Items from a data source
┌──

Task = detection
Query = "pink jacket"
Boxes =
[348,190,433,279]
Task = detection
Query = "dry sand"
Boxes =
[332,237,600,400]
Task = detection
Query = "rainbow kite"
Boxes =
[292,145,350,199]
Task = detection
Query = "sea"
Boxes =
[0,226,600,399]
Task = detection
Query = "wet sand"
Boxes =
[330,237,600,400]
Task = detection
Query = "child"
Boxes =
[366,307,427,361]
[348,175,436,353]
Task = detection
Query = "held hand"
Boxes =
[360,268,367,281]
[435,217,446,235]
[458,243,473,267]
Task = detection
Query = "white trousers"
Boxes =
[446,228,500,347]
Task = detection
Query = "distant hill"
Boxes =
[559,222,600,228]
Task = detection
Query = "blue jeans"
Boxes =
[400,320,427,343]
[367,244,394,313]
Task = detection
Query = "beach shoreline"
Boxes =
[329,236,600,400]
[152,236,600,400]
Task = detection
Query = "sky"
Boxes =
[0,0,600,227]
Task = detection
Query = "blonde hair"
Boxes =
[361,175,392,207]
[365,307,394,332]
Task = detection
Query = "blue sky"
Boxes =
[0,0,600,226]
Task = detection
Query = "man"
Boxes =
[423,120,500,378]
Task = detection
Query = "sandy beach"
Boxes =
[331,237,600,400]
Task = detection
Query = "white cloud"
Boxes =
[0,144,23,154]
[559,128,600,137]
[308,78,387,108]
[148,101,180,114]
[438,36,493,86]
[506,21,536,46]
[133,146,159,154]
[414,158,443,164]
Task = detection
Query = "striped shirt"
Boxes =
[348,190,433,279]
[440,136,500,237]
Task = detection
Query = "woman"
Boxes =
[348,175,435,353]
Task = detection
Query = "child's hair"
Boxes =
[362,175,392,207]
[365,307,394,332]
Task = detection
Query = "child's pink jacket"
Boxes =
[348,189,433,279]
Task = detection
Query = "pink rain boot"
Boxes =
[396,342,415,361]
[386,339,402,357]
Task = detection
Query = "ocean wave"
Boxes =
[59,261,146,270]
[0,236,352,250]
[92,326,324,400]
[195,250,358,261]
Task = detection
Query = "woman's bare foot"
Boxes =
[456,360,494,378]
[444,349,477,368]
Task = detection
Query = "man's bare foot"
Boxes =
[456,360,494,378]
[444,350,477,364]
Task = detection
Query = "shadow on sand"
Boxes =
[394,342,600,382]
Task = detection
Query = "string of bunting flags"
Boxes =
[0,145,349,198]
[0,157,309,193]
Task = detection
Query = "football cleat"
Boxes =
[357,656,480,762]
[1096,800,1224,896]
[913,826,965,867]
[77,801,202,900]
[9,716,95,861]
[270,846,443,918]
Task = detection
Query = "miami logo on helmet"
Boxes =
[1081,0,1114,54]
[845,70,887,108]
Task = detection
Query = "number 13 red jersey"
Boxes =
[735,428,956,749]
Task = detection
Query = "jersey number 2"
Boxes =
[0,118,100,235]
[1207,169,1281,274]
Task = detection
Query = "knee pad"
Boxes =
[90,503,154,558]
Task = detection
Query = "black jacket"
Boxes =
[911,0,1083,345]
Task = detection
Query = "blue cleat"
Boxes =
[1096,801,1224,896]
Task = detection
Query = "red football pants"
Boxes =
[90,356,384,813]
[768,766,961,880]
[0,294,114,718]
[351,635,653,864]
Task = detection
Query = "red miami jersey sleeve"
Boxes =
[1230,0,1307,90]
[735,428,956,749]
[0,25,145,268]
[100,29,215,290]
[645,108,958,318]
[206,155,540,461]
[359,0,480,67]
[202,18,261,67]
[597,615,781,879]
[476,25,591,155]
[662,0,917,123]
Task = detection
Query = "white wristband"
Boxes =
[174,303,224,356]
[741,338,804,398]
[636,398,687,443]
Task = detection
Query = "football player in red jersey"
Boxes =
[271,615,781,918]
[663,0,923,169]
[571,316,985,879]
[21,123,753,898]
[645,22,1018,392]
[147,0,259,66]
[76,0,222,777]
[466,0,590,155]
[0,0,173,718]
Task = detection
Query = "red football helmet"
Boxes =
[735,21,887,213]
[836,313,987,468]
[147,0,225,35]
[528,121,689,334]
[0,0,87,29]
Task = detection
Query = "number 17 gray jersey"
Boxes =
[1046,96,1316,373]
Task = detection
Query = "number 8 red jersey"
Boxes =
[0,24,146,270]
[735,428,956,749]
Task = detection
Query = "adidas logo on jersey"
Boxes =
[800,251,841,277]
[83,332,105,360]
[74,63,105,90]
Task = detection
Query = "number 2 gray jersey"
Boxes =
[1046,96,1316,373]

└──

• [EXERCISE GOAL]:
Identify every line in the data above that contains the string "jersey", matching case exactly, and copy each of those lines.

• [OUTPUT OF THE EXERCISE]:
Query = "number 13 red jersey"
Query = "jersey number 2"
Query = "red miami jersey sleeve"
Query = "football player in red jersey"
Query = "number 17 gray jersey"
Query = "number 8 red jersey"
Query = "adidas logo on jersey"
Query = "number 2 gray jersey"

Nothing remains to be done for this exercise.